• **What you need to do**: The word "pants" marks the lines to keep; find each one in the data and copy it.

——————————

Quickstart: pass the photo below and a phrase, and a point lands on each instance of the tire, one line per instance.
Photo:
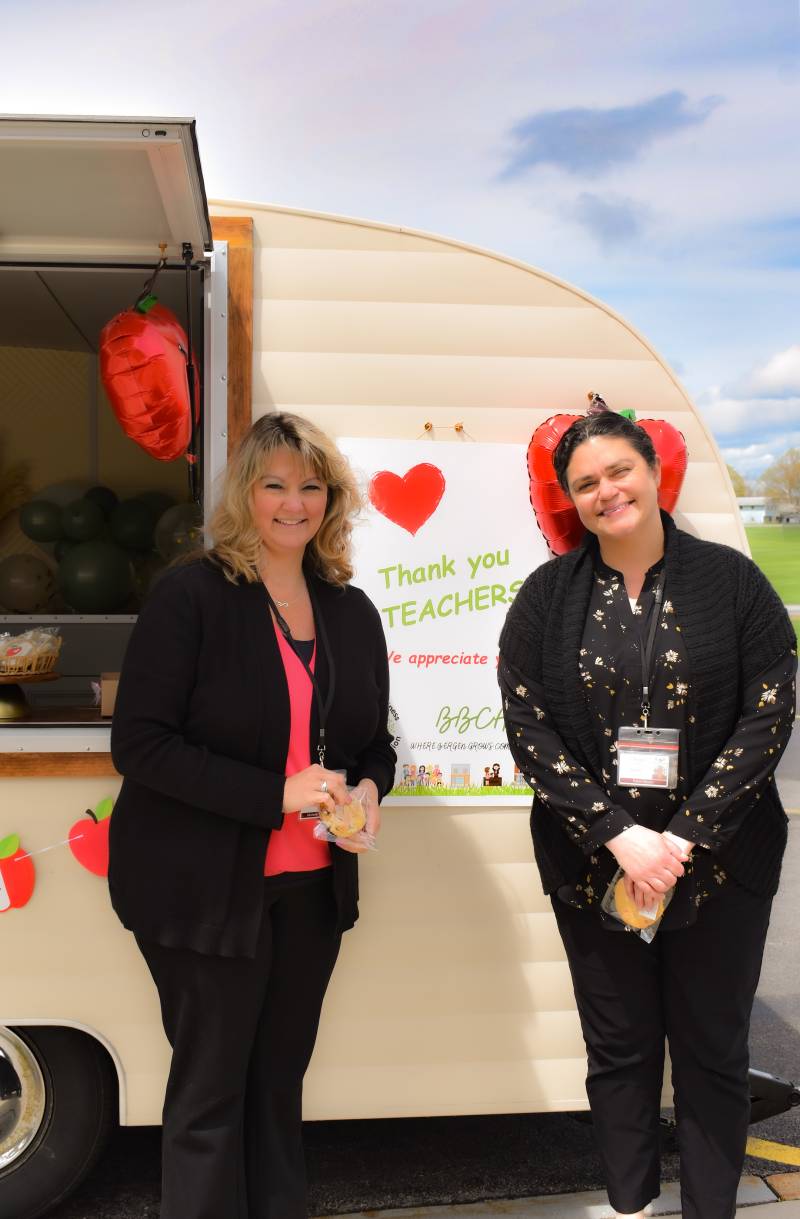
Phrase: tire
(57, 1108)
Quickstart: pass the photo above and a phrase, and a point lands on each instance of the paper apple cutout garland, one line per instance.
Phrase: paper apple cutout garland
(89, 839)
(17, 874)
(556, 516)
(411, 500)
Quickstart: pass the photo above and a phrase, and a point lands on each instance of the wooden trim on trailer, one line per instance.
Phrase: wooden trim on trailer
(237, 231)
(56, 766)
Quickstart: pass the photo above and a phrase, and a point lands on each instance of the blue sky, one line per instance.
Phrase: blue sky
(644, 152)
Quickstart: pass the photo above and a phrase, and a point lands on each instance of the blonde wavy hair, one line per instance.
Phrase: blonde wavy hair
(235, 544)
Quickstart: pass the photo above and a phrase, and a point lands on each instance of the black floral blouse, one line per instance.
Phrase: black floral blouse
(610, 666)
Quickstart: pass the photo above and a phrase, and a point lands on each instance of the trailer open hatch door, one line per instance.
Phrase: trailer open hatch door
(100, 189)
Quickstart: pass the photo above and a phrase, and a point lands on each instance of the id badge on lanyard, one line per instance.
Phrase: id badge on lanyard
(646, 755)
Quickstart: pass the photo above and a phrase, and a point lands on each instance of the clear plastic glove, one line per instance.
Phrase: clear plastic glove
(305, 788)
(650, 862)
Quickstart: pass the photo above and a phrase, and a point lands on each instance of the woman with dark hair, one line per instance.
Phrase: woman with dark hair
(648, 634)
(254, 689)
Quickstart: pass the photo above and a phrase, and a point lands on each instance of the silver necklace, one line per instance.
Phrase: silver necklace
(283, 605)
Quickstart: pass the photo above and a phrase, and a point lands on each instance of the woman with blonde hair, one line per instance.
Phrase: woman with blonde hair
(254, 691)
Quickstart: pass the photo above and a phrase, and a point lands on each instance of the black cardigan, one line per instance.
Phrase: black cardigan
(200, 734)
(733, 625)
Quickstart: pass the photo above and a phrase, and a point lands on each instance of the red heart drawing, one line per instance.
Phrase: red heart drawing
(554, 511)
(411, 500)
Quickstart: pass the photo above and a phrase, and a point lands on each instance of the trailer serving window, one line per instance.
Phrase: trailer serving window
(87, 518)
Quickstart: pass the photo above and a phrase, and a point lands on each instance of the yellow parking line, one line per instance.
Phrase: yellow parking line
(782, 1153)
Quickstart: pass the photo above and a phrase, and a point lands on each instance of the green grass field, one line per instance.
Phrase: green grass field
(776, 549)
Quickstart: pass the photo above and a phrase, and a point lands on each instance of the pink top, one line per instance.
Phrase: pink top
(294, 847)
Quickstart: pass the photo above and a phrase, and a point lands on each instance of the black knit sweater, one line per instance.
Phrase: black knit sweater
(733, 627)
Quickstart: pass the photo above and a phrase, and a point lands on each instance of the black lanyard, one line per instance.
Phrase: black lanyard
(323, 707)
(648, 650)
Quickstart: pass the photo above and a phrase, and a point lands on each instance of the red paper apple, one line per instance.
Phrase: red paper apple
(411, 500)
(17, 874)
(89, 839)
(554, 511)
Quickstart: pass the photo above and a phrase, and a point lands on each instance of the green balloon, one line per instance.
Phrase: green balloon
(132, 524)
(179, 530)
(146, 571)
(26, 583)
(82, 519)
(95, 577)
(104, 497)
(40, 521)
(157, 502)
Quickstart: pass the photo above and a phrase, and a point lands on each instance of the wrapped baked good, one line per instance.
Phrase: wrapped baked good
(33, 651)
(345, 822)
(644, 922)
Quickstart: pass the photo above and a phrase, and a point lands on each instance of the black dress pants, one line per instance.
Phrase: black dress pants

——————————

• **Result of this task**:
Quickstart: pass the photo above and a phrase, and a point lands on each instance of the black dress pants, one line per instance.
Phrase: black dress pants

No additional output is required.